(What you are asked to do) Edit the material below so that every "Emitted" reads "Predicted", with everything else left unchanged. Leave the pictures out of your version.

Dataset rows:

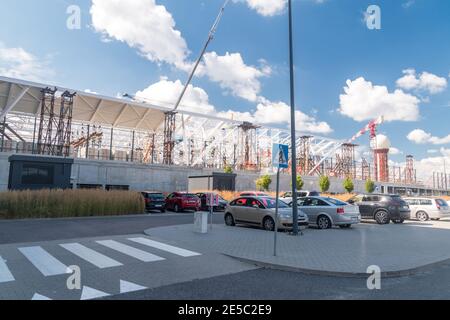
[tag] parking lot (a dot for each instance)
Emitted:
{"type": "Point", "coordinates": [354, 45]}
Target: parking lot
{"type": "Point", "coordinates": [396, 249]}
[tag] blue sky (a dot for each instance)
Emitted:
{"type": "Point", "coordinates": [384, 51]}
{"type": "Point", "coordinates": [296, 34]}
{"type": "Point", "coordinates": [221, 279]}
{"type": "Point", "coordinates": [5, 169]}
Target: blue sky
{"type": "Point", "coordinates": [332, 45]}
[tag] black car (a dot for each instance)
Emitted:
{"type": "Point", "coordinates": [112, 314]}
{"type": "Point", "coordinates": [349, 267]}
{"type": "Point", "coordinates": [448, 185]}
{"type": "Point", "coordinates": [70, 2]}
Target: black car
{"type": "Point", "coordinates": [383, 208]}
{"type": "Point", "coordinates": [204, 207]}
{"type": "Point", "coordinates": [154, 201]}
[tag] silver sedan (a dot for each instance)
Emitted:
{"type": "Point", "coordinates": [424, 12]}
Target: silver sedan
{"type": "Point", "coordinates": [326, 212]}
{"type": "Point", "coordinates": [260, 211]}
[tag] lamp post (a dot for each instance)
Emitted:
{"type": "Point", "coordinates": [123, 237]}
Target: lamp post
{"type": "Point", "coordinates": [293, 130]}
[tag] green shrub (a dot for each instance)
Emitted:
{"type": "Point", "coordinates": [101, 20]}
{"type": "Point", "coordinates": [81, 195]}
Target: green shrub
{"type": "Point", "coordinates": [300, 182]}
{"type": "Point", "coordinates": [263, 183]}
{"type": "Point", "coordinates": [324, 183]}
{"type": "Point", "coordinates": [370, 186]}
{"type": "Point", "coordinates": [69, 203]}
{"type": "Point", "coordinates": [228, 169]}
{"type": "Point", "coordinates": [348, 185]}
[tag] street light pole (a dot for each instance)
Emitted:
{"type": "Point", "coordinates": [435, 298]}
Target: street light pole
{"type": "Point", "coordinates": [293, 130]}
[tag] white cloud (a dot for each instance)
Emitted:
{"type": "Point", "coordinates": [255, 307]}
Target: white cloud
{"type": "Point", "coordinates": [165, 93]}
{"type": "Point", "coordinates": [425, 167]}
{"type": "Point", "coordinates": [237, 115]}
{"type": "Point", "coordinates": [426, 81]}
{"type": "Point", "coordinates": [143, 25]}
{"type": "Point", "coordinates": [233, 75]}
{"type": "Point", "coordinates": [266, 8]}
{"type": "Point", "coordinates": [395, 151]}
{"type": "Point", "coordinates": [269, 8]}
{"type": "Point", "coordinates": [364, 101]}
{"type": "Point", "coordinates": [419, 136]}
{"type": "Point", "coordinates": [279, 113]}
{"type": "Point", "coordinates": [19, 63]}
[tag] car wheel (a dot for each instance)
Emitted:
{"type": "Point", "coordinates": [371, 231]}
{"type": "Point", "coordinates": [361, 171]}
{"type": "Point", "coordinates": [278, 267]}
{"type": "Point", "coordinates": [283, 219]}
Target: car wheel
{"type": "Point", "coordinates": [382, 217]}
{"type": "Point", "coordinates": [323, 222]}
{"type": "Point", "coordinates": [269, 224]}
{"type": "Point", "coordinates": [422, 216]}
{"type": "Point", "coordinates": [229, 220]}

(Response to this task)
[tag] parking lot (a dot for each instance)
Predicted:
{"type": "Point", "coordinates": [354, 45]}
Target: parking lot
{"type": "Point", "coordinates": [396, 249]}
[tag] blue sky (a dot for each instance)
Predicted:
{"type": "Point", "coordinates": [384, 51]}
{"type": "Point", "coordinates": [296, 34]}
{"type": "Point", "coordinates": [221, 279]}
{"type": "Point", "coordinates": [5, 169]}
Target: blue sky
{"type": "Point", "coordinates": [332, 45]}
[tag] black car (a dot for each instance)
Predicted:
{"type": "Point", "coordinates": [112, 314]}
{"type": "Point", "coordinates": [349, 267]}
{"type": "Point", "coordinates": [448, 185]}
{"type": "Point", "coordinates": [70, 2]}
Target: black car
{"type": "Point", "coordinates": [383, 208]}
{"type": "Point", "coordinates": [204, 207]}
{"type": "Point", "coordinates": [154, 201]}
[tag] silver sedan (a dot for each instance)
Predicted:
{"type": "Point", "coordinates": [424, 12]}
Target: silver sedan
{"type": "Point", "coordinates": [326, 212]}
{"type": "Point", "coordinates": [260, 211]}
[tag] lamp post (a dot for each instance)
Predicted:
{"type": "Point", "coordinates": [123, 237]}
Target: lamp post
{"type": "Point", "coordinates": [293, 130]}
[tag] green shrub (a dot for each instance)
Predicted:
{"type": "Point", "coordinates": [101, 20]}
{"type": "Point", "coordinates": [81, 195]}
Target: green shrub
{"type": "Point", "coordinates": [300, 182]}
{"type": "Point", "coordinates": [263, 183]}
{"type": "Point", "coordinates": [324, 183]}
{"type": "Point", "coordinates": [370, 186]}
{"type": "Point", "coordinates": [69, 203]}
{"type": "Point", "coordinates": [228, 169]}
{"type": "Point", "coordinates": [348, 185]}
[tag] street light pole (a dot for each instance)
Predicted:
{"type": "Point", "coordinates": [435, 298]}
Target: street light pole
{"type": "Point", "coordinates": [293, 130]}
[tag] white cloud (a dot for each instance)
Predicted:
{"type": "Point", "coordinates": [255, 307]}
Target: white cloud
{"type": "Point", "coordinates": [165, 93]}
{"type": "Point", "coordinates": [425, 167]}
{"type": "Point", "coordinates": [237, 115]}
{"type": "Point", "coordinates": [426, 81]}
{"type": "Point", "coordinates": [143, 25]}
{"type": "Point", "coordinates": [233, 75]}
{"type": "Point", "coordinates": [266, 8]}
{"type": "Point", "coordinates": [395, 151]}
{"type": "Point", "coordinates": [269, 8]}
{"type": "Point", "coordinates": [364, 101]}
{"type": "Point", "coordinates": [419, 136]}
{"type": "Point", "coordinates": [279, 113]}
{"type": "Point", "coordinates": [19, 63]}
[tag] car wheel (a dot for each instance)
Predicted:
{"type": "Point", "coordinates": [371, 231]}
{"type": "Point", "coordinates": [361, 171]}
{"type": "Point", "coordinates": [278, 267]}
{"type": "Point", "coordinates": [283, 219]}
Target: car wheel
{"type": "Point", "coordinates": [382, 217]}
{"type": "Point", "coordinates": [323, 222]}
{"type": "Point", "coordinates": [269, 224]}
{"type": "Point", "coordinates": [422, 216]}
{"type": "Point", "coordinates": [229, 220]}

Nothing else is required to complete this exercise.